Rasch measurement theory [79, 80] is a mathematical measurement model based on the assumption that the probability of a person’s response to a questionnaire item is a “logistic function of the relative distance between the item location and the respondent location on a linear scale” [81 p.1358]. In other words, a person’s overall score on a scale (person location) consisting of multiple items should indicate the probability of responses to the scale’s items in a systematic way, based on their difficulty (item location). The Rasch analyses in this study were primarily focused on the aspects of psychometric assessment that Rasch measurement theory most clearly contributes beyond classical test theory, which included thresholds of response categories, item and person fit and location, differential item functioning (DIF), local independence, targeting, and person separation. DIF entails the investigation of item bias related to demographical variables (sex and age in this sample) to assess measurement invariance, which can be either uniform or non-uniform across class intervals [82]. We utilized the RUMM 2030 function for analyzing DIF, which includes analysis of variance (ANOVA) of item residuals and visual inspection of item characteristic curves [83]. As response category thresholds were expected to be approximately equal across the items, we used Andrich’s Rating Scale Model for polytomous data. The dataset is freely available, see Availability of data and materials. When assessing item fit, items should not have significant χ2 values or fit residuals beyond +/− 2.5 and the person separation index should be over .85 for individual use and .70 for group-level use based on the RUMM2030 output [81]. The Winsteps item mean square infit/outfit statistics should be within the 0.7 to 1.3 range, while correlated residuals, indicating issues with local dependencies, should be below .30 [84].

Results

Confirmatory factor analysis

Kaiser-Meyer-Olkin overall value for sample 1 was 0.860 (range 0.810–0.926), and Bartlett’s Test of Sphericity was significant (χ2 = 1847, df = 253, p < .001), indicating adequate sampling for factor analysis [85]. A confirmatory factor analysis (CFA) was conducted with the a priori defined model described earlier. While the 4-factor model indicated acceptable fit statistics (χ2 (224) = 565.748, p < .000, CFI = .924, TLI = .914, SRMR = .068, RMSEA = .051 (90% CI = .046–.056)), modification indices showed a χ2 of 129.589 for item 21 loading on the Non-toxic factor. A model with item 21 moved from Psychological Flexibility (PF) to Non-toxic resulted in improved fit (χ2 (224) = 424.000, p < .000, CFI = .956, TLI = .950, SRMR = .057, RMSEA = .039 (90% CI = .033–.045)), and meant that all questions that a priori were assumed to be undesirable now belong to the same factor.

Exercises:
A - From the psychometric analysis text, extract the passage that starts with "Kaiser-Meyer-Olkin overall value" and goes on through "the same factor.".
B - Answer these questions about the psychometric analysis text:
(i) Which model was used for the polytomous data?
(ii) What value should correlated residuals stay below?
(iii) Which item was moved to the Non-toxic factor?
C - Carry on the psychometric analysis text from the point where it stops.

Region pointing data:
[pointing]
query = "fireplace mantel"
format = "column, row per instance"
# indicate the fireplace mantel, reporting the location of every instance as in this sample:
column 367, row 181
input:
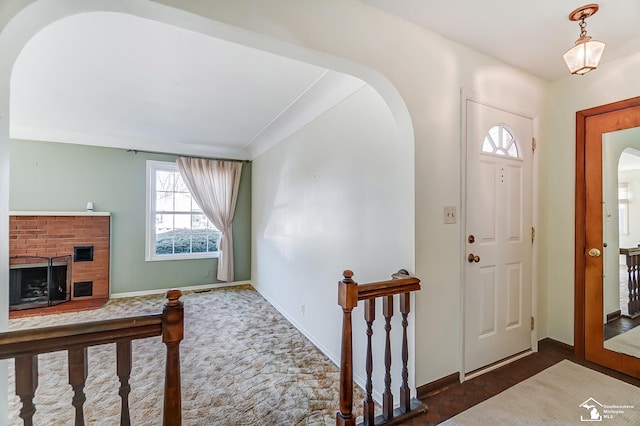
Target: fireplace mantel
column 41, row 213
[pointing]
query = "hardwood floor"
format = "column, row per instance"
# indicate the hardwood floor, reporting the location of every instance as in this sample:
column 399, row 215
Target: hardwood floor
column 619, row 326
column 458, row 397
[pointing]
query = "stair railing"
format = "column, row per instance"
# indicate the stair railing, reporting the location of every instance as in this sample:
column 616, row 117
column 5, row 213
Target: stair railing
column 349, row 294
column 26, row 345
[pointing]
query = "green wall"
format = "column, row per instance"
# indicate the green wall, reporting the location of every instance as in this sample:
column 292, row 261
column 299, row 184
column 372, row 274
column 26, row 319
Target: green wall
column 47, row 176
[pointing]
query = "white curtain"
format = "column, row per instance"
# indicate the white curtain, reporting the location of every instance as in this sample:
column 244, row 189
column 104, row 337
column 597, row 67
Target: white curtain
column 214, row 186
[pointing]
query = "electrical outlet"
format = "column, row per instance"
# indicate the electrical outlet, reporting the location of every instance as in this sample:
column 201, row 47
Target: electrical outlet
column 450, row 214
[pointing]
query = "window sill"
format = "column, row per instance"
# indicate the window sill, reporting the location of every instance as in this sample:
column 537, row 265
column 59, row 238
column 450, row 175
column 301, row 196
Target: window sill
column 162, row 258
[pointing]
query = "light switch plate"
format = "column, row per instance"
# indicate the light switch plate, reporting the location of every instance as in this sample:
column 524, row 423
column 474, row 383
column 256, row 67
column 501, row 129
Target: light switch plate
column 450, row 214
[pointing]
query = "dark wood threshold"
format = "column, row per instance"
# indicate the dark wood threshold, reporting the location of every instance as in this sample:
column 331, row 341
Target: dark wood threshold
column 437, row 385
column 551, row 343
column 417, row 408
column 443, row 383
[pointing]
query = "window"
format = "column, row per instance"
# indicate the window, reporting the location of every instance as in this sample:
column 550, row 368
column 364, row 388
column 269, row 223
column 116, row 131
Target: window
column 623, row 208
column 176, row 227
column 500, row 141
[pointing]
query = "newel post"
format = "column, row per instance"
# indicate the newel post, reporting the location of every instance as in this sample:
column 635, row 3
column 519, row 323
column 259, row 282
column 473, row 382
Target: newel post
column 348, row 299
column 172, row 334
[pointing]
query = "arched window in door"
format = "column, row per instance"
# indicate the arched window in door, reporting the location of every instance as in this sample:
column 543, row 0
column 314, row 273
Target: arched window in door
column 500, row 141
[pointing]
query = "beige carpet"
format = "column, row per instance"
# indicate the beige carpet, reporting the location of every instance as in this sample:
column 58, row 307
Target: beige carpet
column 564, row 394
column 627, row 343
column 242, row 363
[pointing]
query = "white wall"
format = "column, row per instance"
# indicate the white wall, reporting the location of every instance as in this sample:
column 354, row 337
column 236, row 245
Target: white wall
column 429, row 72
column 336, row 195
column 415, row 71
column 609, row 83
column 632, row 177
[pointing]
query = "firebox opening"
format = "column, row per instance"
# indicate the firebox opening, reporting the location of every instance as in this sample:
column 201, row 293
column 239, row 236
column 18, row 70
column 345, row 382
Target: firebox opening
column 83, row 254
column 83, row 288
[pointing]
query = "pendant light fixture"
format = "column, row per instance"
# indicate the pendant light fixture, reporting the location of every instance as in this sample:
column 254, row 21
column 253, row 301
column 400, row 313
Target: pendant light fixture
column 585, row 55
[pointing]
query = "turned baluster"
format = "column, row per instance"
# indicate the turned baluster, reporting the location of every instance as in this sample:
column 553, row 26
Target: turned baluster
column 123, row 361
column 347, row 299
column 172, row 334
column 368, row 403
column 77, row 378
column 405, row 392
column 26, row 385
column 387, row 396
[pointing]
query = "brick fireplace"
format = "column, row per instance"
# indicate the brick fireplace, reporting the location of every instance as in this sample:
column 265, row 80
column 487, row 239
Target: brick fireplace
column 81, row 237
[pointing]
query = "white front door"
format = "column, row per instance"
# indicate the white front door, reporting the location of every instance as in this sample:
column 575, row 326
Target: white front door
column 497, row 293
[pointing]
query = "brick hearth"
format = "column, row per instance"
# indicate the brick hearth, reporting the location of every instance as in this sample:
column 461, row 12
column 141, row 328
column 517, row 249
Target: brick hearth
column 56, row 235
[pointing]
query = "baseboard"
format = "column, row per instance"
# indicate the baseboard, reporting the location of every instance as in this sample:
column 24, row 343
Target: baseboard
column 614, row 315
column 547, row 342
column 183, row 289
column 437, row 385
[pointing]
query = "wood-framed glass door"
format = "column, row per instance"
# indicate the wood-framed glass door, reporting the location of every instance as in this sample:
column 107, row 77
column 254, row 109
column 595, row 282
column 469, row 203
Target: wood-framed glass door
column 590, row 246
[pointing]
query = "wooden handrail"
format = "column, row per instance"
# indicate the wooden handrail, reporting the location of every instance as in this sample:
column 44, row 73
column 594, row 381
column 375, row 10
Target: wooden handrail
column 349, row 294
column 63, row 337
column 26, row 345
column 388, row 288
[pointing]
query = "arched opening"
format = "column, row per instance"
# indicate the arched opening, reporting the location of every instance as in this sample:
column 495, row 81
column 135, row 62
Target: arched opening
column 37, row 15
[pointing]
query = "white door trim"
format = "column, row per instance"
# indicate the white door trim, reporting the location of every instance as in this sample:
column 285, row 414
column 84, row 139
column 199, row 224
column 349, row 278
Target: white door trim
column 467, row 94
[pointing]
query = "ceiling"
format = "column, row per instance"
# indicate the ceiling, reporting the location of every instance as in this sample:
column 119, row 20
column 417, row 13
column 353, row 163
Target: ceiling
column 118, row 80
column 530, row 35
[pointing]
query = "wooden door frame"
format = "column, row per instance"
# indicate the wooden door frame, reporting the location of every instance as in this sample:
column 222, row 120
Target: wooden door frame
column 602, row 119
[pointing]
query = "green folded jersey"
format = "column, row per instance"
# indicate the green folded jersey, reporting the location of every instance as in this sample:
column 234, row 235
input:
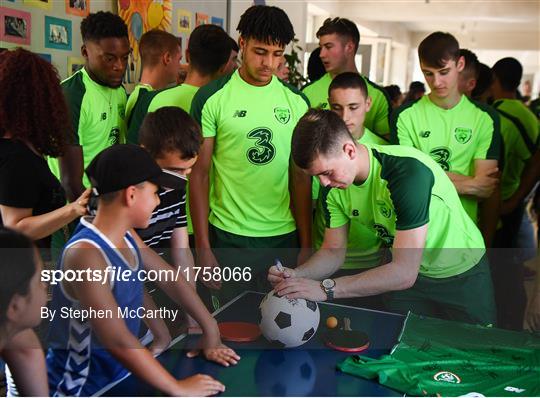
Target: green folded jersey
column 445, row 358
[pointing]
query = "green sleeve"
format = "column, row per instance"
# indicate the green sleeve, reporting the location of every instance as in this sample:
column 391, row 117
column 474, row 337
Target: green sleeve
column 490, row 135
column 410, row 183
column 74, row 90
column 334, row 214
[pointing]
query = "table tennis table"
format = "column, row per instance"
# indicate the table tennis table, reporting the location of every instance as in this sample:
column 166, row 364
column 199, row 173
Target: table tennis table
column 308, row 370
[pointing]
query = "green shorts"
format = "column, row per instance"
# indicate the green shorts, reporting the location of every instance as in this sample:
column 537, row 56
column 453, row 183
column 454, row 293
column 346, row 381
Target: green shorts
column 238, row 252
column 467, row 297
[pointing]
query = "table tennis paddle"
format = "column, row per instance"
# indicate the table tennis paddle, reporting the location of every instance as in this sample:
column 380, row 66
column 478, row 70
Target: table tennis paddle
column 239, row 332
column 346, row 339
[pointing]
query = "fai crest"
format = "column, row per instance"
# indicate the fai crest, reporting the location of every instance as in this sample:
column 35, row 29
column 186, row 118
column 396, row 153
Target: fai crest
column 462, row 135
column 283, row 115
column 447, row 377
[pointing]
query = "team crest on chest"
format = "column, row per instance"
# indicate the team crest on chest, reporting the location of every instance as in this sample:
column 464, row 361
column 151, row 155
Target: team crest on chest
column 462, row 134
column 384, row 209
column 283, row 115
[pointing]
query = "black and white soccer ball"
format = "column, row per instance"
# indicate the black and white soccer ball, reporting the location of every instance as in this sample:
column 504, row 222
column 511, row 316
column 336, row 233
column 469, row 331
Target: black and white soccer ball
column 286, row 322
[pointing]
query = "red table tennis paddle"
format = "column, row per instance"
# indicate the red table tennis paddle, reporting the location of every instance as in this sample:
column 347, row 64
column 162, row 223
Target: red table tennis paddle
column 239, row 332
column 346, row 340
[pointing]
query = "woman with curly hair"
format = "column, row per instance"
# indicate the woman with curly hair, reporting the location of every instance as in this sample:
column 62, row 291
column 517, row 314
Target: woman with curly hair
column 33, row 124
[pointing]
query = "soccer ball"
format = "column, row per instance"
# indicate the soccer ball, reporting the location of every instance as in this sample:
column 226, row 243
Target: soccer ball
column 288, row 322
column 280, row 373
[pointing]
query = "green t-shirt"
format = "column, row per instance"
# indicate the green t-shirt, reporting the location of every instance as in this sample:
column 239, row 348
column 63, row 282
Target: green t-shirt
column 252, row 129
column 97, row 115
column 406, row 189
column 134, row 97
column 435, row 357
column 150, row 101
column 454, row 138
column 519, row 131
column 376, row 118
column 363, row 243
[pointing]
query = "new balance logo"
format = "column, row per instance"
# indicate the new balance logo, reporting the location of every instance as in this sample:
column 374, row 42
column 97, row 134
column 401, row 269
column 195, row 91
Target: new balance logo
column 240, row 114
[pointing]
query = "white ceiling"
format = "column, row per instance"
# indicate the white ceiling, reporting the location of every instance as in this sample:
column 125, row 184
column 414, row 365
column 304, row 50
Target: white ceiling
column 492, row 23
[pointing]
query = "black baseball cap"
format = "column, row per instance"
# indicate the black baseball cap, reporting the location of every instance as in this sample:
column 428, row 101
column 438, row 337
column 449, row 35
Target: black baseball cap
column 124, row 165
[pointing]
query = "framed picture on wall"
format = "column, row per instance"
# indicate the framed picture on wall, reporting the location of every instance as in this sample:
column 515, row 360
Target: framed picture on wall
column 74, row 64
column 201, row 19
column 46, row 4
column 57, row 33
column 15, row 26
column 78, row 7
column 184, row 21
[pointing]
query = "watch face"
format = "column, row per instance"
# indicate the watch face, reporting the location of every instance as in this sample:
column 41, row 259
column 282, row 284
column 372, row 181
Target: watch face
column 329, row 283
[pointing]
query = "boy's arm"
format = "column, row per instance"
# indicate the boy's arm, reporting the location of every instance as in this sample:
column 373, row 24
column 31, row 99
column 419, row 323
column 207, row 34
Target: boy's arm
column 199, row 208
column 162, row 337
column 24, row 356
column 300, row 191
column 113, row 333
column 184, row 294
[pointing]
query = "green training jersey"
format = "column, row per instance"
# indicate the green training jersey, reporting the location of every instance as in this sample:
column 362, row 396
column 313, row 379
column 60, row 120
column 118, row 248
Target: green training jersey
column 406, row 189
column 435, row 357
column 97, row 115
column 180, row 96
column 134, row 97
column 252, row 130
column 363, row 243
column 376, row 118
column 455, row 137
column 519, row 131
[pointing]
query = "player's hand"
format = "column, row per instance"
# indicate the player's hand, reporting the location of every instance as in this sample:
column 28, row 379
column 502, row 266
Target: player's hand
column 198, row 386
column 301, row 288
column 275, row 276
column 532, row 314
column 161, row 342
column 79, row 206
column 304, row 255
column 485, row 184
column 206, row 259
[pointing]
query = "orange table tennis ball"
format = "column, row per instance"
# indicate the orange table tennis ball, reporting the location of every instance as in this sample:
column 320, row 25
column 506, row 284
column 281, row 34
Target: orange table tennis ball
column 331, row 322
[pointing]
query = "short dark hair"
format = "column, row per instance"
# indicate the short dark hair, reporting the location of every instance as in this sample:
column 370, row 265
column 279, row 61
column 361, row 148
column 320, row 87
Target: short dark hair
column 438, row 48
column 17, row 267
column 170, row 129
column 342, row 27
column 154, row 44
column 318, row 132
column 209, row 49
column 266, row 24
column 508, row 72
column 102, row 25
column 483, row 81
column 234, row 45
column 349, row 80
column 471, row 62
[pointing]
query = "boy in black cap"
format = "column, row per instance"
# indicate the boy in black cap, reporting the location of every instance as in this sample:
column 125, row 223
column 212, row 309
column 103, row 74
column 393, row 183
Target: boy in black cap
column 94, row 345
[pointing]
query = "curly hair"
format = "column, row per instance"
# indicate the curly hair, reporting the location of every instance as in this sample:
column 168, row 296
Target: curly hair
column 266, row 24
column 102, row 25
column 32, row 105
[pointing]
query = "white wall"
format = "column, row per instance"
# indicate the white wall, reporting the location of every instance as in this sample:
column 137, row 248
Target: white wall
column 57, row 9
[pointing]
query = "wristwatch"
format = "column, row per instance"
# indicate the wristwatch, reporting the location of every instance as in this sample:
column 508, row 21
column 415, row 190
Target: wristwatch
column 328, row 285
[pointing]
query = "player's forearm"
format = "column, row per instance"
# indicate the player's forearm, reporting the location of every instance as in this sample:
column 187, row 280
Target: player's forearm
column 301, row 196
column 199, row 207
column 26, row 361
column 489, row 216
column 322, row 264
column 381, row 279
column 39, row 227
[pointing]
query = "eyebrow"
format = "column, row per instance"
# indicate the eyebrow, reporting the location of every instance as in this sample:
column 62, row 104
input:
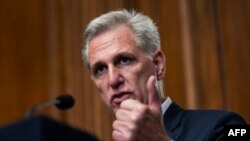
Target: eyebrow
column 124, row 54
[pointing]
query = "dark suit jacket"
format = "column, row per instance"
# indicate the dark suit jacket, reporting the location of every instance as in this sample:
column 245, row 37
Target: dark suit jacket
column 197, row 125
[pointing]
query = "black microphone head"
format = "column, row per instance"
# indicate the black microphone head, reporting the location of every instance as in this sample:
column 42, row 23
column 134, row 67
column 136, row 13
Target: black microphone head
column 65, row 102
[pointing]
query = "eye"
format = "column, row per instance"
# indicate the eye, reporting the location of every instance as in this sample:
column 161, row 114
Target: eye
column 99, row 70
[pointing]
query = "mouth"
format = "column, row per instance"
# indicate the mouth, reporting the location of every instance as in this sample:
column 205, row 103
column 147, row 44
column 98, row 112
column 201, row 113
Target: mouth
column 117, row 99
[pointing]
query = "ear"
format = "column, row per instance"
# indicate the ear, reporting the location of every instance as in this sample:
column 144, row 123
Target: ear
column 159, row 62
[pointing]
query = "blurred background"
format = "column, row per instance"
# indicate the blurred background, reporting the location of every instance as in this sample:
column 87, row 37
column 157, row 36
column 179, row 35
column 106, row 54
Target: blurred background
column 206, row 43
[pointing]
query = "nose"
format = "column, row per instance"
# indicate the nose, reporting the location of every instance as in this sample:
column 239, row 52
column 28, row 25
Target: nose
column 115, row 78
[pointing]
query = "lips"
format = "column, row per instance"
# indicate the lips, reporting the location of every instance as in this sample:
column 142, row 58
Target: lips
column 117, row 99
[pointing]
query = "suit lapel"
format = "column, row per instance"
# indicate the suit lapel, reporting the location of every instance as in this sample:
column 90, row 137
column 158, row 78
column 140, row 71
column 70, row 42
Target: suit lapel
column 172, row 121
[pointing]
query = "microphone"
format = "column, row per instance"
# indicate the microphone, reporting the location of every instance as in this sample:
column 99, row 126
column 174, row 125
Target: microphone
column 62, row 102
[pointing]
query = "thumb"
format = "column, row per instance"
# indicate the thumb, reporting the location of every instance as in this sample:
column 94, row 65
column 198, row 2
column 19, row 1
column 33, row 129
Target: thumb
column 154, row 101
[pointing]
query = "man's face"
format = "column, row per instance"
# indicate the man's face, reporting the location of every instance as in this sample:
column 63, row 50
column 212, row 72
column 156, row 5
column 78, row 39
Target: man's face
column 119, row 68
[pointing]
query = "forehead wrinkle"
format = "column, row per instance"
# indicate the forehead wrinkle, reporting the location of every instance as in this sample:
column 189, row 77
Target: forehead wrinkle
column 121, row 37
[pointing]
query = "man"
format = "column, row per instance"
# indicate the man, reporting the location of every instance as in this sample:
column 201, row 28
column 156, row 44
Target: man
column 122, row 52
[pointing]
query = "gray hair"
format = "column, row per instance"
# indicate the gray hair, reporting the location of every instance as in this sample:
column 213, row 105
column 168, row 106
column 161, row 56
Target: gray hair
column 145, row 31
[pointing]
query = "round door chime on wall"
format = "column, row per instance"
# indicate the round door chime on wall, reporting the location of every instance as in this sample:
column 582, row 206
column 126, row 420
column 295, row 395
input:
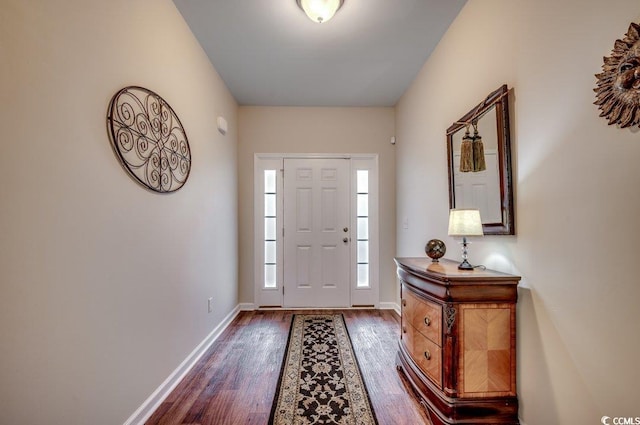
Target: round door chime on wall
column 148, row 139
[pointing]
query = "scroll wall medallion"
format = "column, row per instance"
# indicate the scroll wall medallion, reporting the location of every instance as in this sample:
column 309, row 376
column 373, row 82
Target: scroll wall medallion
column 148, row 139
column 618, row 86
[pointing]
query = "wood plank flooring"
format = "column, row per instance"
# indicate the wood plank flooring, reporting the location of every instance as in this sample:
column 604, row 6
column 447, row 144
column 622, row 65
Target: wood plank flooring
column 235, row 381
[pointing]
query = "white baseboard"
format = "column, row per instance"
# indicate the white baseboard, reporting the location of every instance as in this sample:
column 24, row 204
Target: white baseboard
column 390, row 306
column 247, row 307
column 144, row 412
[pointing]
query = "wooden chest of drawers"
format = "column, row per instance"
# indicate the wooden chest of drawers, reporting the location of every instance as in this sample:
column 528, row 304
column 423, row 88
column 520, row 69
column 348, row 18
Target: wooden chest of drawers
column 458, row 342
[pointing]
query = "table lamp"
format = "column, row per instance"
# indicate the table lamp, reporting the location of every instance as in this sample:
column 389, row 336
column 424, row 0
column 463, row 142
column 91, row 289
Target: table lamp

Your written answers:
A -
Kaiser-Meyer-Olkin overall value for sample 1 was 0.860 (range 0.810–0.926), and Bartlett’s Test of Sphericity was significant (χ2 = 1847, df = 253, p < .001), indicating adequate sampling for factor analysis [85]. A confirmatory factor analysis (CFA) was conducted with the a priori defined model described earlier. While the 4-factor model indicated acceptable fit statistics (χ2 (224) = 565.748, p < .000, CFI = .924, TLI = .914, SRMR = .068, RMSEA = .051 (90% CI = .046–.056)), modification indices showed a χ2 of 129.589 for item 21 loading on the Non-toxic factor. A model with item 21 moved from Psychological Flexibility (PF) to Non-toxic resulted in improved fit (χ2 (224) = 424.000, p < .000, CFI = .956, TLI = .950, SRMR = .057, RMSEA = .039 (90% CI = .033–.045)), and meant that all questions that a priori were assumed to be undesirable now belong to the same factor.

B -
(i) Andrich's Rating Scale Model
(ii) .30
(iii) Item 21

C -
However, the three factors with items describing desirable behaviors showed very high intercorrelations (Prosocial with PF r = .76, Limit Problems with Prosocial r = .82, and PF with Limit Problems r = .96). Merging PF and Limit problems to one factor resulted in a 3-factor model with almost identical model fit compared to the 4-factor model (χ2 (227) = 426.399, p < .000, CFI = .956, TLI = .951, SRMR = .058, RMSEA = .039 (90% CI = .033–.044)). Correlations between Prosocial and the merged factor for PF/Limit Problems remained high at r = .80. We specified a 2-factor model, merging Prosocial with PF/Limit Problems, which was found to also have good fit (χ2 (229) = 460.272, p < .000, CFI = .956, TLI = .951, SRMR = .068, RMSEA = .042 (90% CI = .036–.047)). A summary of the CFA model fit statistics is provided in Table 1. Cronbach’s α for the two domains was calculated at .80 for Non-toxic and at .88 for the domain created by merging Prosocial, Limit Problems and PF. Standardized factor loadings for the 2-factor model are detailed in Table 2.

Table 2 2-factor model with standardized factor loadings

Rasch analysis

Rasch analysis of dimensionality utilizes principal component analysis and correlations of item residuals. Entering all 23 items into the analysis showed two separate item clusters, one of them being the Non-toxic factor, and the other consisting of the remaining items, identical to the 2-factor CFA model. Running separate Rasch analyses for these two clusters, item-trait interactions were found to be non-significant, indicating unidimensionality for each factor. Item fit was satisfactory for all items in both factors, with no items having significant χ2 values or fit residuals beyond +/− 2.5, and mean square infit/outfit statistics were all within the 0.7 to 1.3 range. The person separation index (PSI) was at .78 for Non-toxic and at .87 for the factor consisting of all remaining items. See Table 3 for a summary of Rasch statistics.

Table 3 Rasch analysis summary statistics

There were no disordered thresholds, indicating that the respondents reliably differentiated among the four response categories for all items. To illustrate the response category thresholds, Fig. 2 shows the probability of response categories for item 7 on the Y axis, with the person location on the X-axis. Thresholds are located at the points where two lines intersect.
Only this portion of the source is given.